Work required: Copy the comment thread from "AST said..." down to "care, don't you?", substituting "spiral bulbs" for "curly bulbs".

Text under study:
»»
Neither of them died this year, grandfather loooong time ago father a few years back. Sorry if it sounded is if they were recent. Still, I gotta worry about those holidays.

prairie wind said...

Take your vitamins, bandmeeting. Memorial Day is coming. :-)

AST said...

"... equipped ... with a Christmas day death..."? I see your point about the potential ambiguity, but I don't really see anybody misunderstanding that. Do you?

Stylistically, it's awful. how does "equipped with" fit "death?"

BTW, Brian, incandescent is not green. Fluorescent is the new incandescent. But the real point is that th phrase is referring to dying in a hospital as opposed to her home, Nearly all hospitals are bureaucratic and use fluorescent lighting.

Still, you have to wonder why she doesn't use curly bulbs at home, and have in home nursing services paid for by Government health care, don't you?

E.M. Davis said...

In the future, we'll all be stuck with fluorescent lighting, and relocating at home will not get us away from it. The bureaucratic look will be everywhere.


Two words: Black market.

E.M. Davis said...

Two other words: Stock up.

BEK477 said...

Ann,
I think that I will opt for either candles or scented oil lamps or death out of doors.

If I have to use lights other than from incandescent bulbs then I choose the LED lights. So au courant and typically CalIFORNIAN.

David said...

What we are are trying to create: a Christmas the children will never forget.

David said...

If the CFL's burn out too soon, I'm going to use whale oil.

kimsch said...

My dad didn't want to die at home, he wanted the hospital. Mom wanted the hospital for him too. Hospitals are set up to deal with death.

Too many bad memories if it was in the house. She sold the house soon after anyway and got a condo in an over 55 community (6 packs and 4 packs, one story rows) instead so she wouldn't have to deal with outside maintenance.

wv: avatop

Deb said...

"Barbara was 55. She wouldn't be having any more periods even if she'd lived."

Not so sure. My aunt was going strong at 55.

p.s. my mother died on New Years Day.

wv: morbi. Damn spooky sometimes.

Mark said...

In the future, we'll all be stuck with fluorescent lighting, and relocating at home will not get us away from it. The bureaucratic look will be everywhere.

I'm switching to halogens.

vbspurs said...

My grandfather died on Christmas and my father on Thanksgiving. I lived through yesterday. Yay.
««
Source information:
»»
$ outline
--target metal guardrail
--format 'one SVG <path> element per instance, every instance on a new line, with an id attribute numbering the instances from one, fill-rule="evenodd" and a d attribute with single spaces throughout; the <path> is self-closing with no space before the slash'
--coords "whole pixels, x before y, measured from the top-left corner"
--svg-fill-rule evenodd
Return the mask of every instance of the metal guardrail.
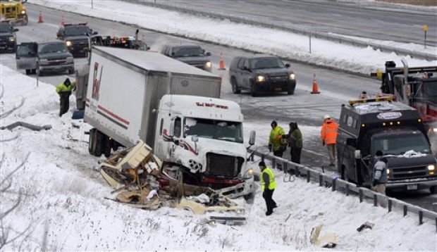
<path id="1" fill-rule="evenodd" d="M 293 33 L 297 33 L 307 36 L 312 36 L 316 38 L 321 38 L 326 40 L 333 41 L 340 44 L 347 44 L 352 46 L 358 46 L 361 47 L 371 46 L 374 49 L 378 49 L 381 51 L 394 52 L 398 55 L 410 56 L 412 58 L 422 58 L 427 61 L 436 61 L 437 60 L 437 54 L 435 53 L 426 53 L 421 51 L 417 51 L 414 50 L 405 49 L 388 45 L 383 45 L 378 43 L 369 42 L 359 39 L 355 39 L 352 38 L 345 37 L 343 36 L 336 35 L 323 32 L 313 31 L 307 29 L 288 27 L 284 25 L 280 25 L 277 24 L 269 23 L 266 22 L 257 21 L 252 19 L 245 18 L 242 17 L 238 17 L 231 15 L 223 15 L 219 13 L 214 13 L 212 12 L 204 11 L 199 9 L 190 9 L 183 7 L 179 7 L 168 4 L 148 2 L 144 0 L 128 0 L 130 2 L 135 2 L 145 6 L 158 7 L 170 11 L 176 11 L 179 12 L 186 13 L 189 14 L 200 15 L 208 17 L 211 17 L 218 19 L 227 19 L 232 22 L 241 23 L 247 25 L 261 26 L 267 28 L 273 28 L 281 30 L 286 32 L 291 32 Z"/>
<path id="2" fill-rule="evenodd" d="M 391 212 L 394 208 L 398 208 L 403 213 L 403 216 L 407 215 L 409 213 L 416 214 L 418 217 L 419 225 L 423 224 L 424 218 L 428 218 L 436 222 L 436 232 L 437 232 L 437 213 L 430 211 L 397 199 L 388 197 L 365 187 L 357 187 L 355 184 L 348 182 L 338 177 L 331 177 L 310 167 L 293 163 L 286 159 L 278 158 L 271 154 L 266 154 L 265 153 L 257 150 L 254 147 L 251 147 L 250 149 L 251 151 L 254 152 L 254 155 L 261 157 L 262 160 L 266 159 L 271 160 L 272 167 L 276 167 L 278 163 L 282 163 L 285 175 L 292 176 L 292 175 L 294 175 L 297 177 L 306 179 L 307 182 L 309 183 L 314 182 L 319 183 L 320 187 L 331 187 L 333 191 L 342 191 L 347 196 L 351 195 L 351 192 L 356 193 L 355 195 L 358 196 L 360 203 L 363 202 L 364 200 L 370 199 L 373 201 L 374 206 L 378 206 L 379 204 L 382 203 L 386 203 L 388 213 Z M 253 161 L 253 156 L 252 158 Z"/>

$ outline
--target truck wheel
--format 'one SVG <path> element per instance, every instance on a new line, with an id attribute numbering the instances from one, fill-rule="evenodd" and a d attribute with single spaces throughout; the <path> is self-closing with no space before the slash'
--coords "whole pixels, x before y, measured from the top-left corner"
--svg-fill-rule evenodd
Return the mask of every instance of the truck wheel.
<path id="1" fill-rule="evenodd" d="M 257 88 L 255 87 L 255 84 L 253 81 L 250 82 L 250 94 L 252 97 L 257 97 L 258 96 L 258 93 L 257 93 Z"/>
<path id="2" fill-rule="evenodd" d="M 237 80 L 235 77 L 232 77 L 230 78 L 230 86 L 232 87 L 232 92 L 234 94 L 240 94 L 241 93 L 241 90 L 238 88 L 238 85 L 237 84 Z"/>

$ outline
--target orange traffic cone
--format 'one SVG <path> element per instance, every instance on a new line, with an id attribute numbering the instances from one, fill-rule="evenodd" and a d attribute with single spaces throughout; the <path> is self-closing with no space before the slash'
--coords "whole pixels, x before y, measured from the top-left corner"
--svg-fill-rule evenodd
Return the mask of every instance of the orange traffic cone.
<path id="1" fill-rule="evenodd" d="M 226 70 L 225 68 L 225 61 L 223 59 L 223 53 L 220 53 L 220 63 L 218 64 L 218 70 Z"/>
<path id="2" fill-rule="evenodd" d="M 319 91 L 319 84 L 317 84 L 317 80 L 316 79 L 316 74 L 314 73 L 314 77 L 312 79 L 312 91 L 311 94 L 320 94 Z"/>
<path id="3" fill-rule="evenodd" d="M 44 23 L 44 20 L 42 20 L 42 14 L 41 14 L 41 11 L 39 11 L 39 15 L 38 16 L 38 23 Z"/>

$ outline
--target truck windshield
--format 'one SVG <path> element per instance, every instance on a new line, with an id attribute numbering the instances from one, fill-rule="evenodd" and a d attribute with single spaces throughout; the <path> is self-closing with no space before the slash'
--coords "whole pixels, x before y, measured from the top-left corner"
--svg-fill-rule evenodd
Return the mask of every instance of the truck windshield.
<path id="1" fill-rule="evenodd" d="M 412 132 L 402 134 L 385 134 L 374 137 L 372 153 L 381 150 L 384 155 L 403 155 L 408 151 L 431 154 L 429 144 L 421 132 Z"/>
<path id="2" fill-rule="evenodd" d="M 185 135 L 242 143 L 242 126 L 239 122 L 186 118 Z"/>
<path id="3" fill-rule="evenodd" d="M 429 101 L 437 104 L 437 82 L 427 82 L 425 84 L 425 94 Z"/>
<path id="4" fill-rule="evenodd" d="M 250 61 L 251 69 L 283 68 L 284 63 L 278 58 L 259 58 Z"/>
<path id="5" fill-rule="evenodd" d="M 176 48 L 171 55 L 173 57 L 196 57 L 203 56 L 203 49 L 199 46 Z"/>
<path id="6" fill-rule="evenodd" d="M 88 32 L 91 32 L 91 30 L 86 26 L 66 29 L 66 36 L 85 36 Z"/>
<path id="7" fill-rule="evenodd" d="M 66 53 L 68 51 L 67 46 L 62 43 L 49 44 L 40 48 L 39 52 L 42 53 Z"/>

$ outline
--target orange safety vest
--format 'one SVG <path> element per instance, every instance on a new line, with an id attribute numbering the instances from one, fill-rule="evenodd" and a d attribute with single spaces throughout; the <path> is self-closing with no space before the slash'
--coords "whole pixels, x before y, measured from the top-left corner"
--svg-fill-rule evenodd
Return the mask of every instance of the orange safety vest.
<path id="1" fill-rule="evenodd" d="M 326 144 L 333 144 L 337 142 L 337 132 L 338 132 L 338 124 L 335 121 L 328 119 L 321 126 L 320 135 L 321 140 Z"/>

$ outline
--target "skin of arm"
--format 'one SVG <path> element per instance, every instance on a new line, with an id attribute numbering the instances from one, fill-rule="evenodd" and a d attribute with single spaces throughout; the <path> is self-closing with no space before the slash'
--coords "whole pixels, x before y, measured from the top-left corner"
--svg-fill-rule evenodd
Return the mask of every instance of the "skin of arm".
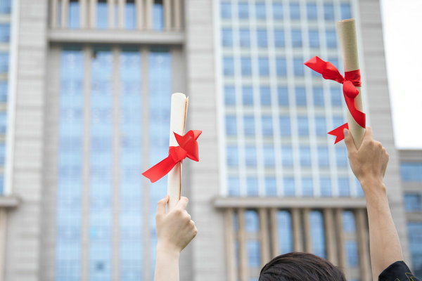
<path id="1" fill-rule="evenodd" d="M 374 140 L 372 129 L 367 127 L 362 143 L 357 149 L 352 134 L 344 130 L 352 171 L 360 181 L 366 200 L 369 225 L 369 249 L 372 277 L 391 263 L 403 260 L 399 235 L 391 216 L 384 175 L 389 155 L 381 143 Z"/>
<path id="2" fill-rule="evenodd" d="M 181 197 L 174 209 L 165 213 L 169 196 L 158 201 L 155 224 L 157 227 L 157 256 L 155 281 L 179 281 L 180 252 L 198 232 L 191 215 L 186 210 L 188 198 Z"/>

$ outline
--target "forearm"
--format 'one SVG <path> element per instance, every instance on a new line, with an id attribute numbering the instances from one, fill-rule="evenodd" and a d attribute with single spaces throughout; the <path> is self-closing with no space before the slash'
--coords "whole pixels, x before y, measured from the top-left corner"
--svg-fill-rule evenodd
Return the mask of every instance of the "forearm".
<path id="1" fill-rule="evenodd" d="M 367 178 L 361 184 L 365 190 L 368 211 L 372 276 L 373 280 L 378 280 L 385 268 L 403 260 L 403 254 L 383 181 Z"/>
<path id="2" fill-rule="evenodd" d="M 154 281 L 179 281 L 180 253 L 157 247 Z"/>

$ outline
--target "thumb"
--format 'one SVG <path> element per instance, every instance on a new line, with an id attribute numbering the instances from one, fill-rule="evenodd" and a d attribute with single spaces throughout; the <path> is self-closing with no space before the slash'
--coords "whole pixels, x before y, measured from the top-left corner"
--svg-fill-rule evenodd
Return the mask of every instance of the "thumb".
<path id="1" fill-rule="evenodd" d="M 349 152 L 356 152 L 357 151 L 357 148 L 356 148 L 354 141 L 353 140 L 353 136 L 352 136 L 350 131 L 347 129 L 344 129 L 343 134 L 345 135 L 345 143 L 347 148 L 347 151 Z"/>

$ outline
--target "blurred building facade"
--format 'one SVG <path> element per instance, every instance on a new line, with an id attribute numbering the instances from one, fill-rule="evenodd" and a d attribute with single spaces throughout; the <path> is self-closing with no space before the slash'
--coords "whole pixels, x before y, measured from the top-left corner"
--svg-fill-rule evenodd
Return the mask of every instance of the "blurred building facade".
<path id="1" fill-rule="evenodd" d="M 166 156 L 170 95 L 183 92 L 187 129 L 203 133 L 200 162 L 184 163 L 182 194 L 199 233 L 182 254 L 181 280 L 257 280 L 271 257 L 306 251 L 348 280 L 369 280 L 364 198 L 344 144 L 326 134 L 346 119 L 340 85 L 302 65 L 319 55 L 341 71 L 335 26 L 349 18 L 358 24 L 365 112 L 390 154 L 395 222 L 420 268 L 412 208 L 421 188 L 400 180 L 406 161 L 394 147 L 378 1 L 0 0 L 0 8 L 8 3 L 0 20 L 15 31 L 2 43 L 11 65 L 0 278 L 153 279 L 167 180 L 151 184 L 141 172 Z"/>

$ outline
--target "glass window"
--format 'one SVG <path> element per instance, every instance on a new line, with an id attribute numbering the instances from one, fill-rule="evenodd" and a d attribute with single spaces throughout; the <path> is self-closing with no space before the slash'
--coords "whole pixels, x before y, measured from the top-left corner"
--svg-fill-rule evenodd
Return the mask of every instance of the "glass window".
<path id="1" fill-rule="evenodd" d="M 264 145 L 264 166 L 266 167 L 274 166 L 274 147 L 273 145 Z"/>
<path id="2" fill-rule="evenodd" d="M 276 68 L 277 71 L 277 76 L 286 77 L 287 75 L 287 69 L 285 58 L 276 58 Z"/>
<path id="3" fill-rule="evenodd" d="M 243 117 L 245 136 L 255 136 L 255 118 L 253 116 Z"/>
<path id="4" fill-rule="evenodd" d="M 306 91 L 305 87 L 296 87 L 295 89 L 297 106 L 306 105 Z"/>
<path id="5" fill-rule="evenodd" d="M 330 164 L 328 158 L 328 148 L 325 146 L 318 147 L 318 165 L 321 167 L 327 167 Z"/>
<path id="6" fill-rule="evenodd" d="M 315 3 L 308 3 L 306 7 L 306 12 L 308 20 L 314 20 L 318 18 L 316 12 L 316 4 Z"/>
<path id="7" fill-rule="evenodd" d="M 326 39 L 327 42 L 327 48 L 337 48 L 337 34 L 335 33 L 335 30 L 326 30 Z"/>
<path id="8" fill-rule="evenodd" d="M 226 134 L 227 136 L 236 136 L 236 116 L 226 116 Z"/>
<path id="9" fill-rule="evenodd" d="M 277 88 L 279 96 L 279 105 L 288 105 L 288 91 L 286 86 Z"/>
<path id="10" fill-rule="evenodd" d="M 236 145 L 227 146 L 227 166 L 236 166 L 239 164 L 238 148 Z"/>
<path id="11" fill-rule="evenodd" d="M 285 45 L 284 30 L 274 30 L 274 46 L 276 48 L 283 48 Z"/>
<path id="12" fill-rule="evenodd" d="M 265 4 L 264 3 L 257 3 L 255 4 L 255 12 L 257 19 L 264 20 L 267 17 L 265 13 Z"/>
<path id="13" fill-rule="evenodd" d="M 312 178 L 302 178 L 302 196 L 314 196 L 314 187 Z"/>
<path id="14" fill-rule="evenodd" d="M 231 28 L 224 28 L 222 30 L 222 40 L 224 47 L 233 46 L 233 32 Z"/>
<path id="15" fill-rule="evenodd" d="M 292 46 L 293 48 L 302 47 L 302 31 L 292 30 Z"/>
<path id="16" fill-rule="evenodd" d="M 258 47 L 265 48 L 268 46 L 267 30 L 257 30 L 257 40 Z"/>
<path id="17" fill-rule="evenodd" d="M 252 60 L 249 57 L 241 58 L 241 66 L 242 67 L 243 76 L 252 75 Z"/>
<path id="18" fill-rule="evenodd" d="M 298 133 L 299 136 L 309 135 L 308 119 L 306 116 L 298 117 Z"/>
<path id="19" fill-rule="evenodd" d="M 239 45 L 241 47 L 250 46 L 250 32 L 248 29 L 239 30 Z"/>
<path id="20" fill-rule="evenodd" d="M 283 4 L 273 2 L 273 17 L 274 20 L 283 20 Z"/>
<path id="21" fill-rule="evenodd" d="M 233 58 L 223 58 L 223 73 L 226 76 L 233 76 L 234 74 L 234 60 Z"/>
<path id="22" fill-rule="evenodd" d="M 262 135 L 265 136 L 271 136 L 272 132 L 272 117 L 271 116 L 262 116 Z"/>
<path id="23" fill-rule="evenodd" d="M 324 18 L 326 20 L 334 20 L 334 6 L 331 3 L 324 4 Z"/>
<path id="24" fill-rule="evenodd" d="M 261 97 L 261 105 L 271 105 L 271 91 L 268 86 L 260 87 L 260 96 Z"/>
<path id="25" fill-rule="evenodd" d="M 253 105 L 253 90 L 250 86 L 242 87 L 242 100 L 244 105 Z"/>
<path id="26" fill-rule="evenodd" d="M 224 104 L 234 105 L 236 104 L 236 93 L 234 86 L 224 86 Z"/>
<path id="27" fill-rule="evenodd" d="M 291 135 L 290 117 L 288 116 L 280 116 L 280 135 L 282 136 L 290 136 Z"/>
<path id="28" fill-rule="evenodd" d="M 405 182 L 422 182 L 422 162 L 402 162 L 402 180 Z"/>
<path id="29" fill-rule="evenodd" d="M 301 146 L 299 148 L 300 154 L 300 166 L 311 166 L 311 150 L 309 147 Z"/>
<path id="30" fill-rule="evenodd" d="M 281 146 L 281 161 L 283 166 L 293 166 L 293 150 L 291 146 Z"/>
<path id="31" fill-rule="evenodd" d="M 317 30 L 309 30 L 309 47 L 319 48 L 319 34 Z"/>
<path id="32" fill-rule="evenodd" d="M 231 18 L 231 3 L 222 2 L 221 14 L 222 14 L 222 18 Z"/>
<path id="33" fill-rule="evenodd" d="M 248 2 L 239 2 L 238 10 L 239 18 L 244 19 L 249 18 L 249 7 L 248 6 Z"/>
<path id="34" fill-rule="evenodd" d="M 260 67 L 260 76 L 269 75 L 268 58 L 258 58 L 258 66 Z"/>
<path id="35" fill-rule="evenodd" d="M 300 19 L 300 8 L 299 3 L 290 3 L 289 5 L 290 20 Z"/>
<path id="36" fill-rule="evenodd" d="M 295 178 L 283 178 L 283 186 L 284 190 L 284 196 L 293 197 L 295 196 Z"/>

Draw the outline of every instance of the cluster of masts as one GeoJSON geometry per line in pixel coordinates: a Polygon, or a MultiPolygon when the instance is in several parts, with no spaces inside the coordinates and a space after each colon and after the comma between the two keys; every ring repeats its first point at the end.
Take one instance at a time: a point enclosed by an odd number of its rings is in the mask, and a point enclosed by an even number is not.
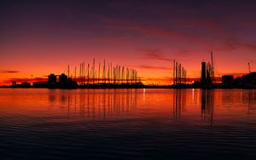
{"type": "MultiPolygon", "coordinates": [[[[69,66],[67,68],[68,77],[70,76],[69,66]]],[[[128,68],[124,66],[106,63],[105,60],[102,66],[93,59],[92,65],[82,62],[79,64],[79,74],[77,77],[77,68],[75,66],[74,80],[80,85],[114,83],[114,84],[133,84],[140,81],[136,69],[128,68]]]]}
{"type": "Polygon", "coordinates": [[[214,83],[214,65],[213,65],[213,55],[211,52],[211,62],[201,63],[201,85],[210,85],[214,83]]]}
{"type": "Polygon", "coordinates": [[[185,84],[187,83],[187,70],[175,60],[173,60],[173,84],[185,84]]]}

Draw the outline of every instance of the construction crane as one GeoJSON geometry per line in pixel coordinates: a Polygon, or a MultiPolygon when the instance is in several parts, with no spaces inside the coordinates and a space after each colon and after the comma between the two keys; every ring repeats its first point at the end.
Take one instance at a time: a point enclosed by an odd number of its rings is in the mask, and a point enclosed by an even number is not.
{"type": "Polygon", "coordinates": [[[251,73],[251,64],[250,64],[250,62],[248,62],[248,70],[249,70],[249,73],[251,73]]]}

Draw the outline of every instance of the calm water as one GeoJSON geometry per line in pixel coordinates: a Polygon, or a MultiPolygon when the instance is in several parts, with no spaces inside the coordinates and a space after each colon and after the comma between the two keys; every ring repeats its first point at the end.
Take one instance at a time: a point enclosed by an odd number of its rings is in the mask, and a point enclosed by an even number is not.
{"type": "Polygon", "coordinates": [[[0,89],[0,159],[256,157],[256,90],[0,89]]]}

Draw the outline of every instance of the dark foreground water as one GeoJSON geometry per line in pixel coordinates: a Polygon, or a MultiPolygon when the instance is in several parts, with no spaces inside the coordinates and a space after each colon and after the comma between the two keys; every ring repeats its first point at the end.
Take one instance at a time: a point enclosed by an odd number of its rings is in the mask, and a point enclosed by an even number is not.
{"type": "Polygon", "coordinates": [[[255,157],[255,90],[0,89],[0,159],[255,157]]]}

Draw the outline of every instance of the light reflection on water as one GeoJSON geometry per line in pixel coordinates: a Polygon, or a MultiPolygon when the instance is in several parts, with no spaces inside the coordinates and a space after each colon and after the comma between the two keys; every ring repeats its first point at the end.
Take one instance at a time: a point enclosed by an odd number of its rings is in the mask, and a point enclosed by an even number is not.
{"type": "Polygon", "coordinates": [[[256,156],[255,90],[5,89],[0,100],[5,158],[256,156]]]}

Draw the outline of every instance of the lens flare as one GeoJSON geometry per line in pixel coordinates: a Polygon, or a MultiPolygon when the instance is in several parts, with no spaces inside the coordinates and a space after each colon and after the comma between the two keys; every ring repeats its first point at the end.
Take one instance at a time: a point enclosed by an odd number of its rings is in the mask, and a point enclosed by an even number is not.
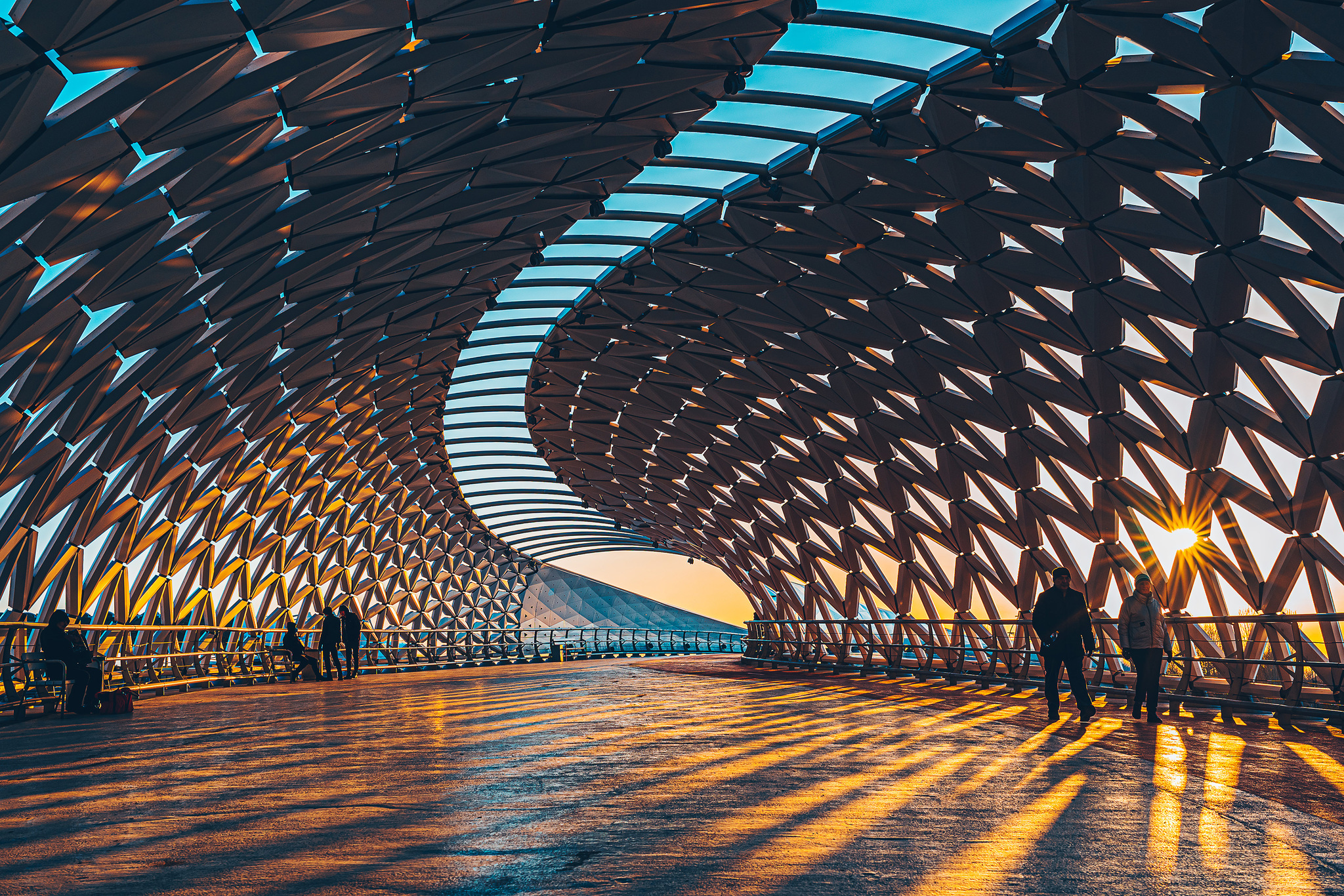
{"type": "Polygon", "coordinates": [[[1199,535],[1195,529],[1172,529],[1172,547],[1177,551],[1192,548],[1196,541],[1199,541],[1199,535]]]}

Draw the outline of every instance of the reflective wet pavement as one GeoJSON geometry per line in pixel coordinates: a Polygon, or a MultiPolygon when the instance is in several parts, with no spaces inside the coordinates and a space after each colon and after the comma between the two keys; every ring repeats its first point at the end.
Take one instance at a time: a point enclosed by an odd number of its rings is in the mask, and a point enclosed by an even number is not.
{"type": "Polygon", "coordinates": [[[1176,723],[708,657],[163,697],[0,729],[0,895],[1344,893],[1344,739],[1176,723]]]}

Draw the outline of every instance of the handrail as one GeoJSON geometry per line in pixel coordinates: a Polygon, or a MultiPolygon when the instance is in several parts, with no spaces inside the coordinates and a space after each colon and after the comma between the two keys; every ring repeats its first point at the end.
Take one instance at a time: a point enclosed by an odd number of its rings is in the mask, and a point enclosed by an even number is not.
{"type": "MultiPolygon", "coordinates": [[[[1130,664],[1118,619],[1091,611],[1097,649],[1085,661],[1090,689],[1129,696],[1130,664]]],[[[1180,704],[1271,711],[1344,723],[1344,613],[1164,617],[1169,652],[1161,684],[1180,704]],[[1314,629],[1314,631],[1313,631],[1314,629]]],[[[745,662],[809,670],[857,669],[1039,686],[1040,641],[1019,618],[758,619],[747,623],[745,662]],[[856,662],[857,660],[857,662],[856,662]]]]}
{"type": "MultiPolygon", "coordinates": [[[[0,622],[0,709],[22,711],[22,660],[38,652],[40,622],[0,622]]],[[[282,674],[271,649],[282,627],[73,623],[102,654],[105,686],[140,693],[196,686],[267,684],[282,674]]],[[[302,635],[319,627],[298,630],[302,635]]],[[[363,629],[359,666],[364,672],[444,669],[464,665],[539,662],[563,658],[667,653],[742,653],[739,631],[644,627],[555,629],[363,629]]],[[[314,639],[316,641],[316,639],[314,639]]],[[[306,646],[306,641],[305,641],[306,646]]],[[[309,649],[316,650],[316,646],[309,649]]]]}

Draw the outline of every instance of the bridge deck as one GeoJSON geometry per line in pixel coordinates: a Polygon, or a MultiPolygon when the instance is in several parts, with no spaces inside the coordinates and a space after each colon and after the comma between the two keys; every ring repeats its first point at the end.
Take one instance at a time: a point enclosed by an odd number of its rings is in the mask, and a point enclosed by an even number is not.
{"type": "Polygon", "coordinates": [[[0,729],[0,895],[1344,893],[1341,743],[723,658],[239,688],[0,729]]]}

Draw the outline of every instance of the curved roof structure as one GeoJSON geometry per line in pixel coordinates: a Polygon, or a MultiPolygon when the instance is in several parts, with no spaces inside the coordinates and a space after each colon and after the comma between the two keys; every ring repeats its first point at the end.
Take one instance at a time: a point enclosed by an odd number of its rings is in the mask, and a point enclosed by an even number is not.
««
Solution to this problem:
AST said...

"... equipped ... with a Christmas day death..."? I see your point about the potential ambiguity, but I don't really see anybody misunderstanding that. Do you?

Stylistically, it's awful. how does "equipped with" fit "death?"

BTW, Brian, incandescent is not green. Fluorescent is the new incandescent. But the real point is that th phrase is referring to dying in a hospital as opposed to her home, Nearly all hospitals are bureaucratic and use fluorescent lighting.

Still, you have to wonder why she doesn't use spiral bulbs at home, and have in home nursing services paid for by Government health care, don't you?